● **STORED DATA**:
★ ★ ★ ★
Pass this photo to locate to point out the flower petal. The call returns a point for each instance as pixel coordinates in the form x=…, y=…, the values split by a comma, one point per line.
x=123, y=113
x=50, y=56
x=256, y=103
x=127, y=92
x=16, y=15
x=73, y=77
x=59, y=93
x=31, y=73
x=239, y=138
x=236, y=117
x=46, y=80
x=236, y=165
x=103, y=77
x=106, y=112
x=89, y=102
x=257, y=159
★ ★ ★ ★
● **INSTRUCTIONS FOR THE TASK**:
An exact, complete copy of the records is the expected answer.

● **TASK ANSWER**:
Pass this photo to locate to point out the flower petal. The call returns a point for each instance as pixel coordinates in the form x=…, y=…, the values split by a comma, one point per line.
x=123, y=113
x=50, y=56
x=256, y=103
x=127, y=92
x=16, y=15
x=73, y=77
x=59, y=93
x=31, y=73
x=239, y=138
x=236, y=117
x=46, y=80
x=236, y=165
x=103, y=77
x=106, y=112
x=89, y=102
x=257, y=159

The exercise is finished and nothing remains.